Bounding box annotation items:
·····

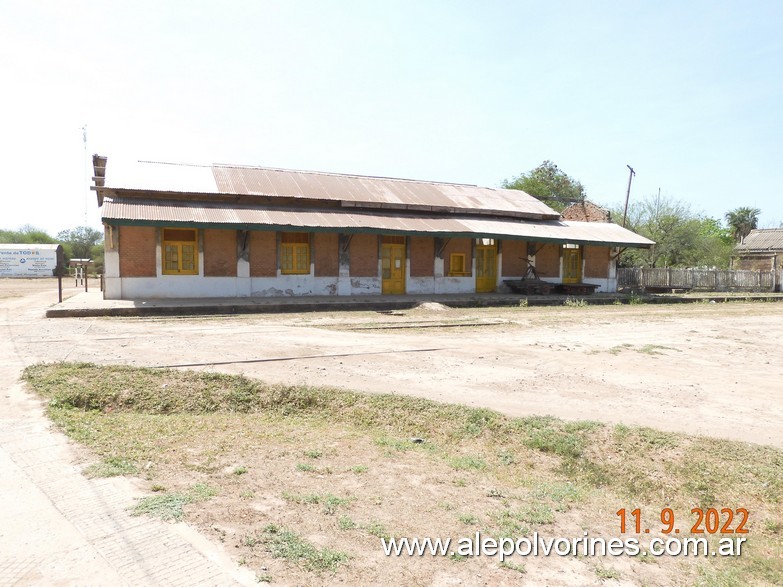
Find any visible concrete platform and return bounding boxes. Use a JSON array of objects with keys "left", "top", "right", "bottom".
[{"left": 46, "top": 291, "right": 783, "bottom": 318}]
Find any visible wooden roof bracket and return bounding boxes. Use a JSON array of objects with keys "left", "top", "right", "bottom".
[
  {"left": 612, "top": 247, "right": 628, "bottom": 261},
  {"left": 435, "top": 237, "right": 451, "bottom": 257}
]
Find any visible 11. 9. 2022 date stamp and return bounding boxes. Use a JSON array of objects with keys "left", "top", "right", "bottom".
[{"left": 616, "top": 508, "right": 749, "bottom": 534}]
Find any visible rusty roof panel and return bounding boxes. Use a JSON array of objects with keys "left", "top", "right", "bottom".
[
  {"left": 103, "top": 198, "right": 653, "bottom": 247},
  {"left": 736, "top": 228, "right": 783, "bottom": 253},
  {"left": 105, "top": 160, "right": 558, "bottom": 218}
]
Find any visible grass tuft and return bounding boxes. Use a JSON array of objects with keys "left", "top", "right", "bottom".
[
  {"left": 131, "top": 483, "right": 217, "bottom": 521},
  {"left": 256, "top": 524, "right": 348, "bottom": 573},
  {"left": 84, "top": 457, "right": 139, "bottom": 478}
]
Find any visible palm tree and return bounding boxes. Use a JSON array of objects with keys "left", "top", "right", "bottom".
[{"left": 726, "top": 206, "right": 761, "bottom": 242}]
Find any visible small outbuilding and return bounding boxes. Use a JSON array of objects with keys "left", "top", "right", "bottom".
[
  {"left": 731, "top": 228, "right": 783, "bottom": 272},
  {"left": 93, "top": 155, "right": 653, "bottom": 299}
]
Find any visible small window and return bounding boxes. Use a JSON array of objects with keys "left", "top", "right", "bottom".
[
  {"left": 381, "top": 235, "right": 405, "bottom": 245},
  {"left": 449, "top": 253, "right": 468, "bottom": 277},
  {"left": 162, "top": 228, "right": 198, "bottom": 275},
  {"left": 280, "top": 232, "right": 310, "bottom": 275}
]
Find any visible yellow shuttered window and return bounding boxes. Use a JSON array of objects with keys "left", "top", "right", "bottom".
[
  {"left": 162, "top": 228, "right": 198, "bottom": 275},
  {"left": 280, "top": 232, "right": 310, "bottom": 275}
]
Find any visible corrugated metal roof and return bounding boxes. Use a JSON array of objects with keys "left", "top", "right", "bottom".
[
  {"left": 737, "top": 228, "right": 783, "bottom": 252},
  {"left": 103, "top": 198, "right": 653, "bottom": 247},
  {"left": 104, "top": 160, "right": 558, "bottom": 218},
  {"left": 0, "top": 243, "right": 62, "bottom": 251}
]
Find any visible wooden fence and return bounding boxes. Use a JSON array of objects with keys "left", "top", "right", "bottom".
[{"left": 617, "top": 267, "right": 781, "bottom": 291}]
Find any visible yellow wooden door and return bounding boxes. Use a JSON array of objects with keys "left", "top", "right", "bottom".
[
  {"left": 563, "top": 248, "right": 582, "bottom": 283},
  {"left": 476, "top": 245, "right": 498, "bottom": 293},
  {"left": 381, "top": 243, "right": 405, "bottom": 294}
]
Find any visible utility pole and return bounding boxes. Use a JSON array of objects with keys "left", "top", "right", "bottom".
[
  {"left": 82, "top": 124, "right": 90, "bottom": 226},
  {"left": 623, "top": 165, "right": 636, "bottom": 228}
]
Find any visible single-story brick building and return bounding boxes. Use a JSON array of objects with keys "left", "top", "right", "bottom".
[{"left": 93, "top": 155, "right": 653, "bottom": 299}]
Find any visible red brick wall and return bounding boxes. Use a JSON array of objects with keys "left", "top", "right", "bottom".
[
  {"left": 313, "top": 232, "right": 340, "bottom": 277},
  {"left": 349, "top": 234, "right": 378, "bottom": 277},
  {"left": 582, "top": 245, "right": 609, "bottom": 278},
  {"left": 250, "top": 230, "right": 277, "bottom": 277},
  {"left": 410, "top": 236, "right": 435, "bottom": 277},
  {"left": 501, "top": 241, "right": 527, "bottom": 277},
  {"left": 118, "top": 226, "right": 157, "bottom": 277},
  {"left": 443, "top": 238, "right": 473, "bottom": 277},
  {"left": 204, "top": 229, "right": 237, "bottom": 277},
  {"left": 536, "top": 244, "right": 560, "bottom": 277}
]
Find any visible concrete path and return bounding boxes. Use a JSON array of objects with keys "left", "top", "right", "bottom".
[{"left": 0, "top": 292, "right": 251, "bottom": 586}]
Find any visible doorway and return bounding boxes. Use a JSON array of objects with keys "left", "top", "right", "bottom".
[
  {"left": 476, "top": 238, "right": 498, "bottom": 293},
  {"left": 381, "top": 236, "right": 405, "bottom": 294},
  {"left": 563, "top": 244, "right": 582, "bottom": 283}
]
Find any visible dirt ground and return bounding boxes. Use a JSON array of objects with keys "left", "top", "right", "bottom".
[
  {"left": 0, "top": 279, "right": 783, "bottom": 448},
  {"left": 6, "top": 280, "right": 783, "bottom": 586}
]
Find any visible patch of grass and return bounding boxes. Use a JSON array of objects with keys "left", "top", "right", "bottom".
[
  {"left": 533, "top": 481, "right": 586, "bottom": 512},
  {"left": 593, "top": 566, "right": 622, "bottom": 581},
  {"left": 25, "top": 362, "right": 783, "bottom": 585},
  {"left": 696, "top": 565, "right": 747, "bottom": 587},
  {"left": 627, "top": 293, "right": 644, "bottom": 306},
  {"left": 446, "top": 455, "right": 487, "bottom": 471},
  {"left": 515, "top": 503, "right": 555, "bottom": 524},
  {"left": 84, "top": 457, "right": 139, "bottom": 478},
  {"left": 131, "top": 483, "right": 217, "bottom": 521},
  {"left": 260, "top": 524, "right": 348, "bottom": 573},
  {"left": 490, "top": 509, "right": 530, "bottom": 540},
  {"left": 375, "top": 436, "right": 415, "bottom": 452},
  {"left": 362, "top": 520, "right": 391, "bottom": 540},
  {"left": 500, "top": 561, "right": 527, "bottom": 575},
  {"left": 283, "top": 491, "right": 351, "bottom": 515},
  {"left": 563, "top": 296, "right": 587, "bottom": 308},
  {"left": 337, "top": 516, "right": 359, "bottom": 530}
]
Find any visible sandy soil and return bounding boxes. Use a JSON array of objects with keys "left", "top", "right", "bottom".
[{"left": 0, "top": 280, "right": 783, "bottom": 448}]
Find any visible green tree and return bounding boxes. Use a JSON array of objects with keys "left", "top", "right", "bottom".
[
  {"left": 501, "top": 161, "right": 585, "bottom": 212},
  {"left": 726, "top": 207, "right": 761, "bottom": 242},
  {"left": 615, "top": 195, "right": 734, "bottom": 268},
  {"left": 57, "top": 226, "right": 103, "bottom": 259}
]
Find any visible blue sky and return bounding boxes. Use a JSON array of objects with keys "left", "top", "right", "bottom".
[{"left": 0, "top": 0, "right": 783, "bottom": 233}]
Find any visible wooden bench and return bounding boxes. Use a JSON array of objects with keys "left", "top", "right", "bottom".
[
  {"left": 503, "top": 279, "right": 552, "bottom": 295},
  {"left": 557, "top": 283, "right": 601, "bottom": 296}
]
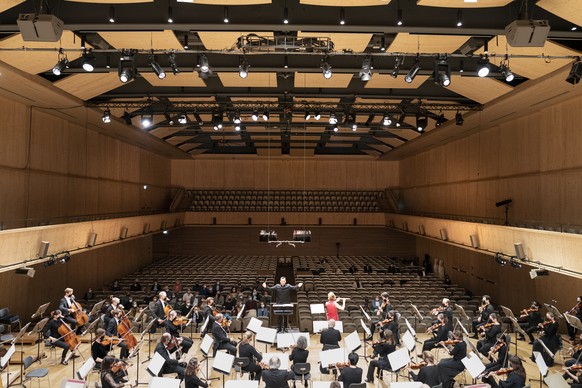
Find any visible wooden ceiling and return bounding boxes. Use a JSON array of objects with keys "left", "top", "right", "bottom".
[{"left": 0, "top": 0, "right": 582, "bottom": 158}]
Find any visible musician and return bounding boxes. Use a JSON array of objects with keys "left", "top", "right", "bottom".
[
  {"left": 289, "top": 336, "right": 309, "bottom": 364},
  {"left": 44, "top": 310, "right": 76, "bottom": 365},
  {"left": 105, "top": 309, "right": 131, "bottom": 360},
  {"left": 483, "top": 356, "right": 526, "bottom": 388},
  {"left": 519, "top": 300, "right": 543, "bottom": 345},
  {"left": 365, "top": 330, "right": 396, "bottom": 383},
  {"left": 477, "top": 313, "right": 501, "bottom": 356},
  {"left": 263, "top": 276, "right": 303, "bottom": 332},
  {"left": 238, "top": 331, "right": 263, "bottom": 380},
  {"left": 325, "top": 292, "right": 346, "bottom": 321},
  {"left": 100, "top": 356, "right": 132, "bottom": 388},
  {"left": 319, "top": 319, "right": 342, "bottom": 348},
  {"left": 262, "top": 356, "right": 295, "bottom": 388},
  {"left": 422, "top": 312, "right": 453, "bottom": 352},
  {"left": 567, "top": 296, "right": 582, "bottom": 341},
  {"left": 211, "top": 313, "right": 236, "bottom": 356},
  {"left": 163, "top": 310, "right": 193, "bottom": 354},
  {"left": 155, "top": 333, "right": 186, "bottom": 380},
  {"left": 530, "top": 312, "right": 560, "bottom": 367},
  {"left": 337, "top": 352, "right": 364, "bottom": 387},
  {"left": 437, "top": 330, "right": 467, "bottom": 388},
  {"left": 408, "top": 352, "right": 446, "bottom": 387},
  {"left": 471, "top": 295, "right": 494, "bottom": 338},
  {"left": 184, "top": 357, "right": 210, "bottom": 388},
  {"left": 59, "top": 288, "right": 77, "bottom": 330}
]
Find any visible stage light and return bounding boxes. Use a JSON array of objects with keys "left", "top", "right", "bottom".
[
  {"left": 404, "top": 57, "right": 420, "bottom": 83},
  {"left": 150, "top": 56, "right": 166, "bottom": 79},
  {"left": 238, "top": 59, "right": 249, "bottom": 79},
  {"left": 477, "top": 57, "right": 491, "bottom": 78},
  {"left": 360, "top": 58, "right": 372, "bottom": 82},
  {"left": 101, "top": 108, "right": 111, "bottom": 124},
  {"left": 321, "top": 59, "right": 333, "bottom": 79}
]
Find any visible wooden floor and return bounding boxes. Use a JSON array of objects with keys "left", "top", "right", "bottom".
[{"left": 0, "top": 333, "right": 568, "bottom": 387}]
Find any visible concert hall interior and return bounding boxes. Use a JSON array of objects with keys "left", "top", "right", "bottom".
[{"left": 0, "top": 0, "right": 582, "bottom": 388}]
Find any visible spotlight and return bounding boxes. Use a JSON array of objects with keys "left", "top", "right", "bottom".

·····

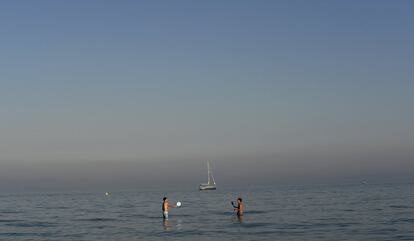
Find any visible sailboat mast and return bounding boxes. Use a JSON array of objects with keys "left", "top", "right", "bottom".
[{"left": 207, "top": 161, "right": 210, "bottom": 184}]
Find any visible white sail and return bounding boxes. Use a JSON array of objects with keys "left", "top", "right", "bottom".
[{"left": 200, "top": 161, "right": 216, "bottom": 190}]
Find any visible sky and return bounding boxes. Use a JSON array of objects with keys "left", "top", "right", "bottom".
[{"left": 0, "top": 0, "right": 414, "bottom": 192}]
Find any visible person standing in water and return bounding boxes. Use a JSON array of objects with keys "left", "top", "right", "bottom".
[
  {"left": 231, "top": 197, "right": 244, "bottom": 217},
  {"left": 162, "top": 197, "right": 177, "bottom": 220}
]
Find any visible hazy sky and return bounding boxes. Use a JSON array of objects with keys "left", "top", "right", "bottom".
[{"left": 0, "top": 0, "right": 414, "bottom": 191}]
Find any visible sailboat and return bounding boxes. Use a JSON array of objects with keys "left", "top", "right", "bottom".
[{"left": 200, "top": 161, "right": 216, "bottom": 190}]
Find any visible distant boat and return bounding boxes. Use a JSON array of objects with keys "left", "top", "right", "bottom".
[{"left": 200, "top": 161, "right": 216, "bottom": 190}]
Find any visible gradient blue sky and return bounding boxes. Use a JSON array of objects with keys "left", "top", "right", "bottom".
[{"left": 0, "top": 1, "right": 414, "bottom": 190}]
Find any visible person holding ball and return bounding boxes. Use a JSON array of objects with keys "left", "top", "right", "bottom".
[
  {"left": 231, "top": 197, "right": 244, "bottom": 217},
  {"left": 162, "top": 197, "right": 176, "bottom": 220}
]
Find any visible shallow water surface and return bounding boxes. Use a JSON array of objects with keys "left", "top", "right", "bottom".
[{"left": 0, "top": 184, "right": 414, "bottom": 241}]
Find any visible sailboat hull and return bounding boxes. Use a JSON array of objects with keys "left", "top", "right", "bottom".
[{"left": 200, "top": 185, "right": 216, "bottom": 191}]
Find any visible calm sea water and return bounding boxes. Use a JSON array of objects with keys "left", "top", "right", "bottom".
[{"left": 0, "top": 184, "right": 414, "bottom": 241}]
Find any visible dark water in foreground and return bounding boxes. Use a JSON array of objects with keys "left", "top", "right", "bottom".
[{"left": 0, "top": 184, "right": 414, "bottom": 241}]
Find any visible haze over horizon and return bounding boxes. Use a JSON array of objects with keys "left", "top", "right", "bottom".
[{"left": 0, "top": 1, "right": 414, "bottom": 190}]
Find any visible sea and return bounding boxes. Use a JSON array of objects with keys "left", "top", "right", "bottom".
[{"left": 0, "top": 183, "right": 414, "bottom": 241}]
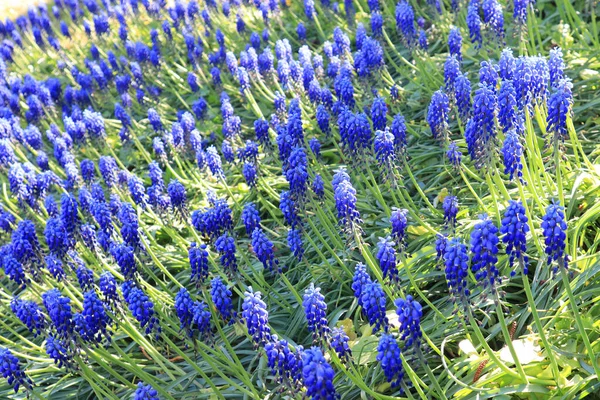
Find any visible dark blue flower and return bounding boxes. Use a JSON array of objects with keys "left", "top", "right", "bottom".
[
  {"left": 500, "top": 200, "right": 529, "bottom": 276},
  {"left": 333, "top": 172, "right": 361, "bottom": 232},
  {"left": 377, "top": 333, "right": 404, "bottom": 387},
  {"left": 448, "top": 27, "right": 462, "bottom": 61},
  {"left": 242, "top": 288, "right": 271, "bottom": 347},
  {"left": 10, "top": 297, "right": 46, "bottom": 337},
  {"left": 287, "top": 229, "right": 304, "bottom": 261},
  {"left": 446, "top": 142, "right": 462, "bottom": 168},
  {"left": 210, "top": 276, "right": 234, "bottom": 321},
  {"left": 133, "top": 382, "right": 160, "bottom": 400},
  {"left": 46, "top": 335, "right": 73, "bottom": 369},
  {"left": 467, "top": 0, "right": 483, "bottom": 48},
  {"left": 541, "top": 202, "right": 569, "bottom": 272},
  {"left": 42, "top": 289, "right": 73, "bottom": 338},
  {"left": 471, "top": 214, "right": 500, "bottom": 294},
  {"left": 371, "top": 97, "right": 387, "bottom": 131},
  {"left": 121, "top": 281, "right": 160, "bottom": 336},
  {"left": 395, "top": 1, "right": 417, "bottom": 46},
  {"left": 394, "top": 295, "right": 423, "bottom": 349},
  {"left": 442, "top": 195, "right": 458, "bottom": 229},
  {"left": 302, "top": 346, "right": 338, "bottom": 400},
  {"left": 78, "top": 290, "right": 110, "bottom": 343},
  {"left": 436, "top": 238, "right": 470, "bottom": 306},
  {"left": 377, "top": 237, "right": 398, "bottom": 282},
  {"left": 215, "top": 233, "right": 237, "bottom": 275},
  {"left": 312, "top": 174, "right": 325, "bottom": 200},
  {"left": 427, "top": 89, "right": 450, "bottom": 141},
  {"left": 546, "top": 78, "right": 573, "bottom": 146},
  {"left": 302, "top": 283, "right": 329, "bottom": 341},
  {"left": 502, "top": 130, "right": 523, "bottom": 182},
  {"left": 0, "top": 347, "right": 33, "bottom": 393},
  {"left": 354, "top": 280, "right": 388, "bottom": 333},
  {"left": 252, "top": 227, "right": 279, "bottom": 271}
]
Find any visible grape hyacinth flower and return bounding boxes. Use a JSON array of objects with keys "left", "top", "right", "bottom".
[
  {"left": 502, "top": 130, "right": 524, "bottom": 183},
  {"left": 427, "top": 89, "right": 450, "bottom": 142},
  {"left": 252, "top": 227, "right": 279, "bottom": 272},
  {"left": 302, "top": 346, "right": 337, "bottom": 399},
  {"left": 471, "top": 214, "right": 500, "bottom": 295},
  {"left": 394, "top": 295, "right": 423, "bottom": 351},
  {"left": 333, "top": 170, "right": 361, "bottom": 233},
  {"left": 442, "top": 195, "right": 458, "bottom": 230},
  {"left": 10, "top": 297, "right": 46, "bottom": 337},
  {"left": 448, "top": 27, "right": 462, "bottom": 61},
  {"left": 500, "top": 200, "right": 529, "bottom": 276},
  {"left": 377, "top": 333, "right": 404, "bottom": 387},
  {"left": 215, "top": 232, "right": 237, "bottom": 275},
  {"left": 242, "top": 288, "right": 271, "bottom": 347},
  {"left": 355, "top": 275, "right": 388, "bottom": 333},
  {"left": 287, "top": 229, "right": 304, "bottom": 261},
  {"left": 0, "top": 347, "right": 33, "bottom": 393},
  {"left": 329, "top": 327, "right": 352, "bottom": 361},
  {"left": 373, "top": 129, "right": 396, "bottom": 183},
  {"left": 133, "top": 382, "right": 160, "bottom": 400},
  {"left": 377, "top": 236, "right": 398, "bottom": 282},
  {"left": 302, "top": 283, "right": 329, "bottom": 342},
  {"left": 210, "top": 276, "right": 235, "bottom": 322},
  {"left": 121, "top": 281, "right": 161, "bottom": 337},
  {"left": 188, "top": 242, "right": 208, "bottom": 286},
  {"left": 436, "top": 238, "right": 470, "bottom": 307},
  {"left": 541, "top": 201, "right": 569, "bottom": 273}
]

·····

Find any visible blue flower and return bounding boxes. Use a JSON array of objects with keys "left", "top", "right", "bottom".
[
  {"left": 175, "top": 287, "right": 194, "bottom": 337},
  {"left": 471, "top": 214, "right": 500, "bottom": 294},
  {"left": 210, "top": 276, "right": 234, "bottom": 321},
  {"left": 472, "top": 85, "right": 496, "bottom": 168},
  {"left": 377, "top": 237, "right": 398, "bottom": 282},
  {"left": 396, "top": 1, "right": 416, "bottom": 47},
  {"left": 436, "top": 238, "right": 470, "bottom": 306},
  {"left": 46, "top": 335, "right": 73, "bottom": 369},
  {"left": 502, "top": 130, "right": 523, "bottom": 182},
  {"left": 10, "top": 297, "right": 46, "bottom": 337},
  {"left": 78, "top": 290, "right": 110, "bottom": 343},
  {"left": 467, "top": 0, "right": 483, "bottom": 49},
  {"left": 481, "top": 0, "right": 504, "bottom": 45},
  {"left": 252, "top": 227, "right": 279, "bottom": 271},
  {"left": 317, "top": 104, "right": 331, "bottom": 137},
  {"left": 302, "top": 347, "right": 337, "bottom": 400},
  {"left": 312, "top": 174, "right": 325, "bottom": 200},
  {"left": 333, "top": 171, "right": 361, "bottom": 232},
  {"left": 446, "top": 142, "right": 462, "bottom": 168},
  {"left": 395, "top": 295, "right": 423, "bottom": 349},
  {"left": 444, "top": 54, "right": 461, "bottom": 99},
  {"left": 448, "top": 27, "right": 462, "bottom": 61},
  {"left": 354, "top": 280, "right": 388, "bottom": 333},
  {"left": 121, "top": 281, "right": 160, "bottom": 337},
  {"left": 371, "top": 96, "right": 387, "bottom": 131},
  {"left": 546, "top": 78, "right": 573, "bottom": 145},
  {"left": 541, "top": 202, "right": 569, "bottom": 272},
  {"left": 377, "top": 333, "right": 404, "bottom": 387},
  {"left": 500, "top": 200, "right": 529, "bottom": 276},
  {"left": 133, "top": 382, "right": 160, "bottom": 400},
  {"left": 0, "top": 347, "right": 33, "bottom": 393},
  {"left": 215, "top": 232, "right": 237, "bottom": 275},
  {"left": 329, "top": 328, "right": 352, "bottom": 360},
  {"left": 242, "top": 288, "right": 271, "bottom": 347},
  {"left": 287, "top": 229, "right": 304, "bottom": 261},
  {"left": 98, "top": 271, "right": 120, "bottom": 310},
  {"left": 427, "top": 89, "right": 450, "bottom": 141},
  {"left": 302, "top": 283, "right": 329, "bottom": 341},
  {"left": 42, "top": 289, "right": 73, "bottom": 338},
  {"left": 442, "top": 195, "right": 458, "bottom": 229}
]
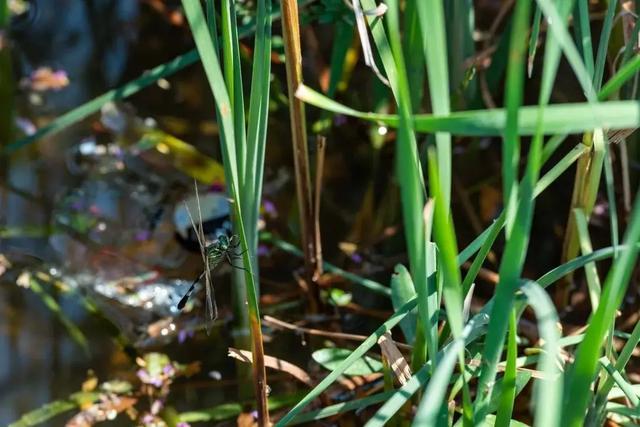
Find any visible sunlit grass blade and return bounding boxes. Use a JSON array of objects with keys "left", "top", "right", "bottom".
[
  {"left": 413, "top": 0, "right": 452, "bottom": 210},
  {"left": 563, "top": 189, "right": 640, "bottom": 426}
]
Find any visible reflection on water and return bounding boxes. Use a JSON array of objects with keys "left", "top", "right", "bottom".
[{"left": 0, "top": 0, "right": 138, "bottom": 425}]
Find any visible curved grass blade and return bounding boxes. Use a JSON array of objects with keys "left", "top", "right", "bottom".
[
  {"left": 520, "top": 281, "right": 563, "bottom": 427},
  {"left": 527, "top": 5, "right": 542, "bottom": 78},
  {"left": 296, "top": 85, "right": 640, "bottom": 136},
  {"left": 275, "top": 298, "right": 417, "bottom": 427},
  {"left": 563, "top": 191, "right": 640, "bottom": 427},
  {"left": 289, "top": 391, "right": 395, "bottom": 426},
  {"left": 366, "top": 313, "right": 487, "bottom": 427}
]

·····

AIM: Which lines of the items above contain the string "blue"? Pick out each of those lines and copy it in full.

SOLVED PROBLEM:
Find any visible blue sky and return bounding boxes. Use a JSON array of objects with keys "left", "top", "right", "bottom".
Find any visible gradient blue sky and return bounding boxes. Use a JSON array of objects with keys "left", "top", "right", "bottom".
Find any visible dark blue flower and return bounding boxes. Use a JSON array of objects with keys "left", "top", "right", "bottom".
Find any visible blue flower and return bounding boxes. Use a JSON array of objects with keys "left", "top", "right", "bottom".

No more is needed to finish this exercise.